───── Document ─────

Becoming a Cat Person

becoming a cat person

Animal love.

I’ve never been a cat person. It’s not that I dislike them in any way, but since I considered myself a dog lover, cats were never on my radar––until recently—when a cat came into my life.

A few months ago, my husband adopted a cat from a nearby shelter for his business. His job was to kill the mice and other unwanted critters. Each day, my husband, who, like me, was also indifferent toward felines, would come home and tell the kids and me stories about his four-legged worker. He felt a strange connection to the timid, little animal, who most likely had been living on the streets before he was rescued. It took time for the cat to adjust to the other employees and feel comfortable in his new setting. Presumably, he had spent the first four years of his life devoid of human touch. Once he acclimated to his surroundings, he grew less fearful and more affectionate toward people.

Something was tugging at my husband’s heart, and he felt sorry for his animal employee when he left him alone in the office, so he decided to bring him home to meet our family. At the time, our dog Otis was alive, and of course, our friendly canine welcomed this foreign creature onto his turf. The cat, on the other hand, was not a fan of Otis. He would hiss at him whenever he got close and then run off and hide.

───── Recorded information ─────

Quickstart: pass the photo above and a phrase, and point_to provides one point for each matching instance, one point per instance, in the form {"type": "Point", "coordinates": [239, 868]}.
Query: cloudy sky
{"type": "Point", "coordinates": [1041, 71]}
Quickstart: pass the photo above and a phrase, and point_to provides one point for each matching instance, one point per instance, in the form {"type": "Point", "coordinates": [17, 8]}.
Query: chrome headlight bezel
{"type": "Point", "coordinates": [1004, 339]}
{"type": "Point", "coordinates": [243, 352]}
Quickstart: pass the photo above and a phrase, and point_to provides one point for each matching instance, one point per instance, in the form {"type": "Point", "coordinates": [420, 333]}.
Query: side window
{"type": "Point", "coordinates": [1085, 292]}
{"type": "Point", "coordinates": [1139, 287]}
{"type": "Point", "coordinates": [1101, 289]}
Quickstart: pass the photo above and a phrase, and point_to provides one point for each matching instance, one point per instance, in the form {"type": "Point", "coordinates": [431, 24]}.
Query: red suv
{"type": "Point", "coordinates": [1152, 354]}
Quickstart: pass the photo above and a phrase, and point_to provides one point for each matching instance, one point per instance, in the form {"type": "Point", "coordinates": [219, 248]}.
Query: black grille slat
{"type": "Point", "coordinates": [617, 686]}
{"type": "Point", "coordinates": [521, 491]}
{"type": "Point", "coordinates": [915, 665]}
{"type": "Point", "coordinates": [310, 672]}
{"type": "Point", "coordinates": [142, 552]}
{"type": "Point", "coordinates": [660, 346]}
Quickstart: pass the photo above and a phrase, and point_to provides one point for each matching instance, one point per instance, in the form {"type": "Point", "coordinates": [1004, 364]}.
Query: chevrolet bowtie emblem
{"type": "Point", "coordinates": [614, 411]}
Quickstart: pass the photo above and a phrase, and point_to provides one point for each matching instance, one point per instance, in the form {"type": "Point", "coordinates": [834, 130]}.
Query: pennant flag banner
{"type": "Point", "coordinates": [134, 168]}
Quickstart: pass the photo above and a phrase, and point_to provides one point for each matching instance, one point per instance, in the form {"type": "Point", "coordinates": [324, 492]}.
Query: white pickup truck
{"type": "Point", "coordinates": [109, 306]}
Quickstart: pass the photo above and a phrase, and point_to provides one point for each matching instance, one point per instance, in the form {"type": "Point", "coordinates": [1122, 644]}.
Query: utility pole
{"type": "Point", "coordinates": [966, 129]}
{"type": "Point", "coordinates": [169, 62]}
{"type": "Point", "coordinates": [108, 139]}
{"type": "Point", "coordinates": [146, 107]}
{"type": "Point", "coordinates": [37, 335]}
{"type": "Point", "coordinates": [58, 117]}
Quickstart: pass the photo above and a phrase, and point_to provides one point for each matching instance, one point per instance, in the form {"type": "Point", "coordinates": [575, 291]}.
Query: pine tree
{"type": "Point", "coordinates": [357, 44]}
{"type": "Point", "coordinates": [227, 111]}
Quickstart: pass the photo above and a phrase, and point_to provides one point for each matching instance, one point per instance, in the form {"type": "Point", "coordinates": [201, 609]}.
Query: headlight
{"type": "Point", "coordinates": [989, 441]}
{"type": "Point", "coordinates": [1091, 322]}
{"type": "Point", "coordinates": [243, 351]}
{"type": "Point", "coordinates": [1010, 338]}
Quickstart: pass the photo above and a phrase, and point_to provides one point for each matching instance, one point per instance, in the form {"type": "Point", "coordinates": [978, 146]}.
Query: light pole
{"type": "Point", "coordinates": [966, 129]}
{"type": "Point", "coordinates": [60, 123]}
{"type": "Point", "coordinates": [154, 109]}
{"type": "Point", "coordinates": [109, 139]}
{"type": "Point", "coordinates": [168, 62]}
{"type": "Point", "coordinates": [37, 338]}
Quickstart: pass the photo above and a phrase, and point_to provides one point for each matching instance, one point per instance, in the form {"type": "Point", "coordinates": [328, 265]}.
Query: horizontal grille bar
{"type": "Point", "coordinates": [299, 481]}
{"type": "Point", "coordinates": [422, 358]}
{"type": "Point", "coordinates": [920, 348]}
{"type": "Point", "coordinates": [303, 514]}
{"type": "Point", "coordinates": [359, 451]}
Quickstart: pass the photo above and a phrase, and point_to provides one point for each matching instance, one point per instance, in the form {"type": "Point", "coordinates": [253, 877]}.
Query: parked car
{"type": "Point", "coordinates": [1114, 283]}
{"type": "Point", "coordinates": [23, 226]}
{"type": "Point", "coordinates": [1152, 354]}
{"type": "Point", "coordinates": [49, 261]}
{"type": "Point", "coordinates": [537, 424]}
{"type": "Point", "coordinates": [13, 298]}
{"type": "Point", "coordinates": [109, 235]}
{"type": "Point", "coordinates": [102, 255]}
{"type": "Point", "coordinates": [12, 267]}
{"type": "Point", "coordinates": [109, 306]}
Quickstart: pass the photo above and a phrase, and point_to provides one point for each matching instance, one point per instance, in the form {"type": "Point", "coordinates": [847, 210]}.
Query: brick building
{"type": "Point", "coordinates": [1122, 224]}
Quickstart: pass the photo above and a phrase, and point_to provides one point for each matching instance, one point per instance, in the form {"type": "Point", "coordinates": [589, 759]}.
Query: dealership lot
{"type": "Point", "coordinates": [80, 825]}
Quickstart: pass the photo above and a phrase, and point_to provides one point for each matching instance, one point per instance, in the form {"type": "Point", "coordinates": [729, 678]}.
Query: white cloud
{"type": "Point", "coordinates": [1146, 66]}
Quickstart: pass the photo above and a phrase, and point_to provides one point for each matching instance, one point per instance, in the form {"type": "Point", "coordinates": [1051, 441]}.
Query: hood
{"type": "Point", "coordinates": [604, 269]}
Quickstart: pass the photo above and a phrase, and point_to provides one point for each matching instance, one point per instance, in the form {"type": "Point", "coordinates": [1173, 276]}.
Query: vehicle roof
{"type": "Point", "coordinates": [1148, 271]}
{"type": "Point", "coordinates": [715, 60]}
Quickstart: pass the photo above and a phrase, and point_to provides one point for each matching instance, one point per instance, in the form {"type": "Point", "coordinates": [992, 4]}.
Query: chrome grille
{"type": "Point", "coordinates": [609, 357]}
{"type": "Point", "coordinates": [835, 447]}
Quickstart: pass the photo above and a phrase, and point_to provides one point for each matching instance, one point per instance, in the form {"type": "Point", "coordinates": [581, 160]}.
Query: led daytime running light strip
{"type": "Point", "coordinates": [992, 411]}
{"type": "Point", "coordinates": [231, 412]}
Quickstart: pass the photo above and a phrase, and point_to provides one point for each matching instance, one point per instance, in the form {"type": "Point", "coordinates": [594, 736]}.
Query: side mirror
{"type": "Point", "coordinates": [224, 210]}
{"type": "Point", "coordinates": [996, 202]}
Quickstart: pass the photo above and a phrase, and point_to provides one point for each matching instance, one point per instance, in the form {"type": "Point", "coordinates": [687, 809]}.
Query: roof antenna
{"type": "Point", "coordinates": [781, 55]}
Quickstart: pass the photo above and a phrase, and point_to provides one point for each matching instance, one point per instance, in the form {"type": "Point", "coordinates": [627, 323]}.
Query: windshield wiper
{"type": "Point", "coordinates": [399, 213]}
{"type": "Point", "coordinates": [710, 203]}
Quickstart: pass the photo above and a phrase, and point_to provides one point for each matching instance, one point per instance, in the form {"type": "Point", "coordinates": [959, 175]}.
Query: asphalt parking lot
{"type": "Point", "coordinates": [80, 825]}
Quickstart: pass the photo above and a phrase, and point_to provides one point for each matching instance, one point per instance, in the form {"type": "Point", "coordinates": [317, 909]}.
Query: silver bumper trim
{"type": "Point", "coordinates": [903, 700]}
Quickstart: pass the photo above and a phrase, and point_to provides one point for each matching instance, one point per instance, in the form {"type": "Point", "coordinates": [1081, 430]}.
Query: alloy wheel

─────

*Aim*:
In the piece on becoming a cat person, what job was the cat given at the husband's business?

*Exercise answer*:
Killing the mice and other unwanted critters.